__AIM OF THE EXERCISE__: Make an exact copy of the entries below with the pictures removed.

══ DATASET EXCERPTS

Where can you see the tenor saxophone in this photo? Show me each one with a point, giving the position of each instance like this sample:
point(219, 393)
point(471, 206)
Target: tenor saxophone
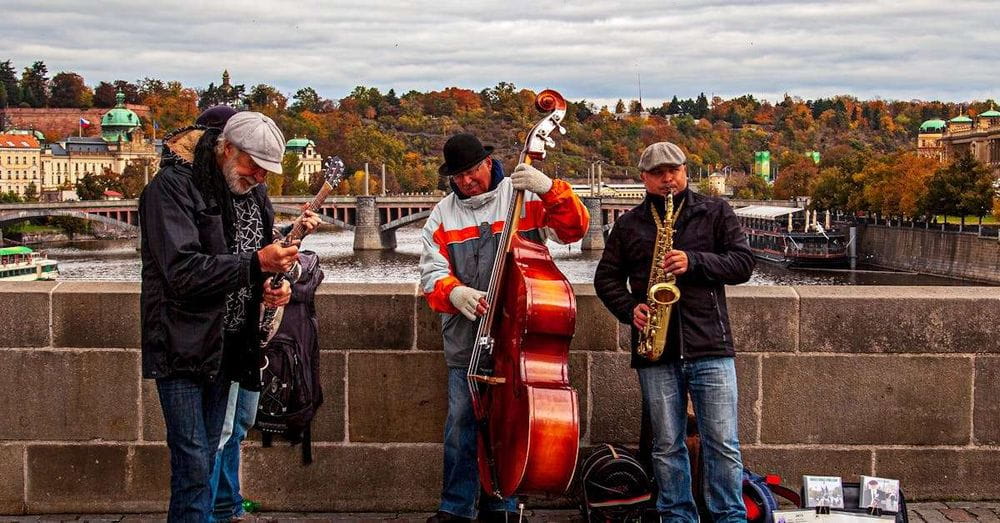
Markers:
point(662, 291)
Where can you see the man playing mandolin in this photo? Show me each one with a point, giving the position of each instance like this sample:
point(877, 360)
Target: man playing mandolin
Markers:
point(460, 240)
point(206, 247)
point(709, 250)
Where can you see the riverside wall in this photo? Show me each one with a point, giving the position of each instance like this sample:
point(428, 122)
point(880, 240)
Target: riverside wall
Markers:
point(899, 382)
point(958, 255)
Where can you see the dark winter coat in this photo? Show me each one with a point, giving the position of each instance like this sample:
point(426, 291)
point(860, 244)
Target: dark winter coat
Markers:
point(187, 271)
point(718, 254)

════

__ANSWER__:
Where can you see the tenor saxophone in this photo? Show me each one with a point, giving the position of each instance like this sample:
point(219, 393)
point(471, 206)
Target: tenor saxophone
Markers:
point(662, 291)
Where can you see the man playing mandolin in this photo? Show me each one with a point, giving the position of each instance like this sample:
point(877, 360)
Target: man playing mandolin
Markers:
point(460, 240)
point(206, 247)
point(709, 250)
Where can you see the riverside wall in this photo? Show me each one with a point, giving the position of each instance like this sample:
point(428, 122)
point(880, 240)
Target: riverside wall
Markers:
point(899, 382)
point(958, 255)
Where can you see the dark winter coat in this photo? Show me each one with a point, giving the position of each instance like this sample:
point(426, 291)
point(860, 244)
Target: dark winter coat
Markers:
point(187, 271)
point(718, 254)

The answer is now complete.